§ Exercise prompt
Identify each line below that contains the string "shell" and copy it out in full. Case counts.

§ Records supplied
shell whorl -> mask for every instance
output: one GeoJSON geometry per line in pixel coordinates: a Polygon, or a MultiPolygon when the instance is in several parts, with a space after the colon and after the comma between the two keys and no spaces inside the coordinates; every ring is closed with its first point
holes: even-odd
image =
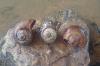
{"type": "Polygon", "coordinates": [[[72,19],[63,23],[59,28],[59,34],[66,44],[86,47],[89,42],[89,28],[84,20],[72,19]]]}
{"type": "Polygon", "coordinates": [[[14,29],[15,42],[27,45],[32,42],[34,30],[32,30],[35,20],[26,20],[18,23],[14,29]]]}

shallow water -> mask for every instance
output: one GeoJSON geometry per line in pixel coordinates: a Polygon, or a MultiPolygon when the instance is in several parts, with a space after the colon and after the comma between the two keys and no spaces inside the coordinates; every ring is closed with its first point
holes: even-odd
{"type": "Polygon", "coordinates": [[[0,38],[20,20],[44,18],[66,8],[100,26],[100,0],[0,0],[0,38]]]}

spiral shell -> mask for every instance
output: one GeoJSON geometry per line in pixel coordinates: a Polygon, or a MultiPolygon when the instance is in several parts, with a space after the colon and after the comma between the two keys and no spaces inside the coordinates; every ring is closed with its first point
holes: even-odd
{"type": "Polygon", "coordinates": [[[32,42],[34,30],[32,30],[35,20],[26,20],[18,23],[14,29],[15,42],[27,45],[32,42]]]}
{"type": "Polygon", "coordinates": [[[44,22],[41,28],[41,38],[46,43],[53,43],[57,38],[57,32],[51,21],[44,22]]]}
{"type": "Polygon", "coordinates": [[[59,28],[59,33],[65,44],[85,47],[89,42],[89,28],[82,19],[70,19],[59,28]]]}

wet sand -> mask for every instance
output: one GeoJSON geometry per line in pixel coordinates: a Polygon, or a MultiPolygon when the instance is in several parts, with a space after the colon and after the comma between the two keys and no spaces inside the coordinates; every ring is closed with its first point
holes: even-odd
{"type": "Polygon", "coordinates": [[[71,8],[100,26],[100,0],[0,0],[0,38],[17,22],[71,8]]]}

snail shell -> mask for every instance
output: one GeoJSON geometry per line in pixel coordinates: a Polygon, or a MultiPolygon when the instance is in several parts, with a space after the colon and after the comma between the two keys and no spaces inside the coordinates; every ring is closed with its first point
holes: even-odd
{"type": "Polygon", "coordinates": [[[15,42],[22,45],[27,45],[32,42],[33,33],[32,30],[35,20],[26,20],[18,23],[14,29],[15,42]]]}
{"type": "Polygon", "coordinates": [[[89,42],[89,28],[82,19],[70,19],[63,23],[59,28],[65,44],[71,46],[85,47],[89,42]]]}
{"type": "Polygon", "coordinates": [[[53,43],[57,38],[57,32],[51,21],[44,22],[41,28],[41,38],[46,43],[53,43]]]}

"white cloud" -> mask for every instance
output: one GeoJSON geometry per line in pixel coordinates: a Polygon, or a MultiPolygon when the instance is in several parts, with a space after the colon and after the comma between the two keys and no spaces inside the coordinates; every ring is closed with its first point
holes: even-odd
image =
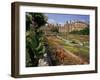
{"type": "Polygon", "coordinates": [[[56,21],[55,21],[54,19],[48,19],[48,23],[53,23],[53,24],[55,24],[56,21]]]}

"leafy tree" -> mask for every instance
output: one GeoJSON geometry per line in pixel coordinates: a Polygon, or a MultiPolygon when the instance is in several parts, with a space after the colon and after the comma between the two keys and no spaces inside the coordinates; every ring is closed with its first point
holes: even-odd
{"type": "Polygon", "coordinates": [[[38,60],[43,58],[45,53],[44,33],[40,28],[46,22],[47,17],[42,13],[28,13],[26,15],[26,49],[29,56],[26,66],[37,66],[38,60]]]}

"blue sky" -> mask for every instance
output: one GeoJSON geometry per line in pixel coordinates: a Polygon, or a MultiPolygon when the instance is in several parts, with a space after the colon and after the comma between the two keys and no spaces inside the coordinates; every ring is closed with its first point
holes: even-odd
{"type": "Polygon", "coordinates": [[[89,22],[89,15],[75,15],[75,14],[45,14],[48,16],[49,23],[59,23],[64,24],[69,20],[80,20],[84,22],[89,22]]]}

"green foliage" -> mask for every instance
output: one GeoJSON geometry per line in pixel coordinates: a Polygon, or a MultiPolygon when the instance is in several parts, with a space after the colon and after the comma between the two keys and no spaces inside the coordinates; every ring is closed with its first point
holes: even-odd
{"type": "Polygon", "coordinates": [[[79,35],[89,35],[89,28],[84,28],[82,30],[74,30],[72,32],[70,32],[71,34],[79,34],[79,35]]]}
{"type": "Polygon", "coordinates": [[[42,13],[26,14],[26,66],[38,66],[38,60],[45,53],[44,33],[40,27],[46,24],[42,13]]]}

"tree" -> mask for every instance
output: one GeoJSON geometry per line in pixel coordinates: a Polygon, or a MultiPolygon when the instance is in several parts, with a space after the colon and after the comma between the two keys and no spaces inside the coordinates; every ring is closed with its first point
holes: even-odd
{"type": "Polygon", "coordinates": [[[45,53],[44,33],[40,28],[46,22],[47,17],[42,13],[28,13],[26,15],[26,49],[31,66],[37,66],[39,59],[43,58],[45,53]]]}

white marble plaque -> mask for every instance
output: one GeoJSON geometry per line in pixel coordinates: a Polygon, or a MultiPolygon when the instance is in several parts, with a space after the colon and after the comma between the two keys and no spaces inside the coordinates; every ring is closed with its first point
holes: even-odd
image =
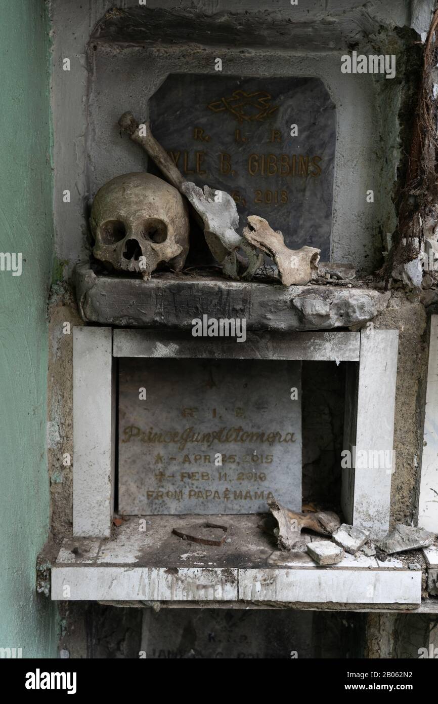
{"type": "Polygon", "coordinates": [[[122,358],[119,399],[121,513],[301,510],[301,363],[122,358]]]}

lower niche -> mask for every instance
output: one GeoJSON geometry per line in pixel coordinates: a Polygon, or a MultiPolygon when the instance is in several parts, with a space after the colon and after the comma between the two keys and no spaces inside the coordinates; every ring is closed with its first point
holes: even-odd
{"type": "Polygon", "coordinates": [[[120,513],[339,511],[344,389],[344,363],[120,360],[120,513]]]}
{"type": "Polygon", "coordinates": [[[141,650],[152,660],[360,658],[366,619],[352,612],[148,610],[141,650]]]}

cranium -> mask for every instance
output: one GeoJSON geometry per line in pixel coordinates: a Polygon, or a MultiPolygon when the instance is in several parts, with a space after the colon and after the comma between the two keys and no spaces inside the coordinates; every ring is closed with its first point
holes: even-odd
{"type": "Polygon", "coordinates": [[[90,226],[96,259],[146,279],[162,262],[179,271],[188,251],[188,208],[173,186],[148,173],[117,176],[96,194],[90,226]]]}

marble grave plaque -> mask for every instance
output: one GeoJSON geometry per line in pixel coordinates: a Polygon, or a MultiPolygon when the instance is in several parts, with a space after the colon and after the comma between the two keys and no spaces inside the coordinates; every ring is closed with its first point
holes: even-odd
{"type": "Polygon", "coordinates": [[[123,514],[301,510],[301,363],[120,359],[118,456],[123,514]]]}
{"type": "Polygon", "coordinates": [[[233,196],[240,232],[258,215],[289,246],[330,258],[336,115],[322,81],[173,74],[149,113],[188,181],[233,196]]]}

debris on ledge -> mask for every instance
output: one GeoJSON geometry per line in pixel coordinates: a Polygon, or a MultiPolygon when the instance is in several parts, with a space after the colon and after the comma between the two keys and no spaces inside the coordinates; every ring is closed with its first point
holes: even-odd
{"type": "Polygon", "coordinates": [[[424,528],[414,528],[398,523],[393,530],[380,541],[379,547],[388,555],[403,553],[406,550],[427,548],[435,539],[434,533],[424,528]]]}
{"type": "Polygon", "coordinates": [[[317,565],[337,565],[344,558],[344,551],[330,540],[309,543],[307,552],[317,565]]]}
{"type": "Polygon", "coordinates": [[[86,322],[191,329],[193,318],[208,313],[246,318],[248,330],[281,332],[365,325],[391,296],[359,286],[284,287],[199,273],[161,274],[145,286],[141,278],[98,276],[88,264],[77,267],[76,294],[86,322]]]}

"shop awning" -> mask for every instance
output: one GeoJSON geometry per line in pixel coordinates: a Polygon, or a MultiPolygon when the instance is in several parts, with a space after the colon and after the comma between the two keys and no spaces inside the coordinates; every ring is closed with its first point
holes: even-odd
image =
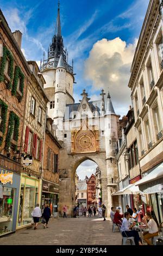
{"type": "Polygon", "coordinates": [[[111,196],[119,196],[119,195],[121,195],[121,194],[128,194],[128,193],[124,193],[124,190],[127,190],[127,189],[128,189],[130,187],[131,187],[132,186],[132,184],[129,184],[128,186],[127,186],[127,187],[123,187],[123,188],[122,188],[122,190],[119,190],[118,191],[114,193],[114,194],[112,194],[111,196]]]}
{"type": "Polygon", "coordinates": [[[135,184],[132,184],[130,187],[124,190],[124,193],[129,194],[143,194],[142,192],[140,190],[139,187],[136,186],[135,184]]]}
{"type": "Polygon", "coordinates": [[[149,174],[135,184],[144,194],[152,194],[163,191],[163,163],[161,163],[149,174]]]}
{"type": "Polygon", "coordinates": [[[137,181],[135,185],[135,186],[140,186],[160,178],[163,178],[163,163],[160,164],[157,167],[153,168],[153,170],[152,170],[149,174],[139,180],[139,181],[137,181]]]}

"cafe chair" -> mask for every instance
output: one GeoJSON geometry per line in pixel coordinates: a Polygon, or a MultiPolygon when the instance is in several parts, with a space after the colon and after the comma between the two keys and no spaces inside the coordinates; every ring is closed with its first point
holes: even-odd
{"type": "Polygon", "coordinates": [[[127,240],[130,240],[130,245],[135,245],[135,241],[134,241],[134,236],[127,236],[127,237],[125,237],[124,236],[123,236],[122,232],[121,231],[121,226],[118,224],[117,224],[117,225],[119,228],[119,230],[121,233],[122,240],[122,245],[126,245],[126,242],[127,240]]]}

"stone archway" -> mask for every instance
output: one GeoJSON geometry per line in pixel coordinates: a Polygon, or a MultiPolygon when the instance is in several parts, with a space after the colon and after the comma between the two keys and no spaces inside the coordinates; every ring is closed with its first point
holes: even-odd
{"type": "MultiPolygon", "coordinates": [[[[62,150],[62,154],[64,154],[64,150],[62,150]]],[[[101,170],[103,202],[104,204],[107,204],[108,191],[105,153],[70,154],[65,161],[60,163],[60,186],[61,188],[59,196],[60,216],[62,215],[62,209],[65,204],[68,208],[68,215],[72,216],[72,210],[75,204],[74,177],[76,169],[82,162],[88,160],[95,162],[101,170]]]]}

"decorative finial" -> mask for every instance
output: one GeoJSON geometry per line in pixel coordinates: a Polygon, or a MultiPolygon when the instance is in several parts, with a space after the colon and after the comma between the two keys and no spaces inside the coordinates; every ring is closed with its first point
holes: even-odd
{"type": "Polygon", "coordinates": [[[108,99],[110,99],[111,97],[110,97],[110,93],[109,93],[109,92],[108,92],[108,97],[107,97],[108,99]]]}

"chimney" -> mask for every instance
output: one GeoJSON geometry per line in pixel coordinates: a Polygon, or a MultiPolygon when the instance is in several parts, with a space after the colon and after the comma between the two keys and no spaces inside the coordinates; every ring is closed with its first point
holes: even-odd
{"type": "Polygon", "coordinates": [[[15,32],[12,33],[12,34],[18,45],[21,48],[22,33],[19,30],[16,30],[15,32]]]}

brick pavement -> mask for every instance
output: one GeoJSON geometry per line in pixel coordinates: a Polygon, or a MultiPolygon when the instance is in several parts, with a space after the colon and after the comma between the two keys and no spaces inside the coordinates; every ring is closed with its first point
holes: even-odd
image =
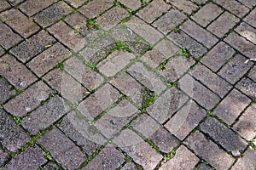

§ Exercise answer
shell whorl -> mask for every instance
spiral shell -> mask for every instance
snail shell -> mask for every instance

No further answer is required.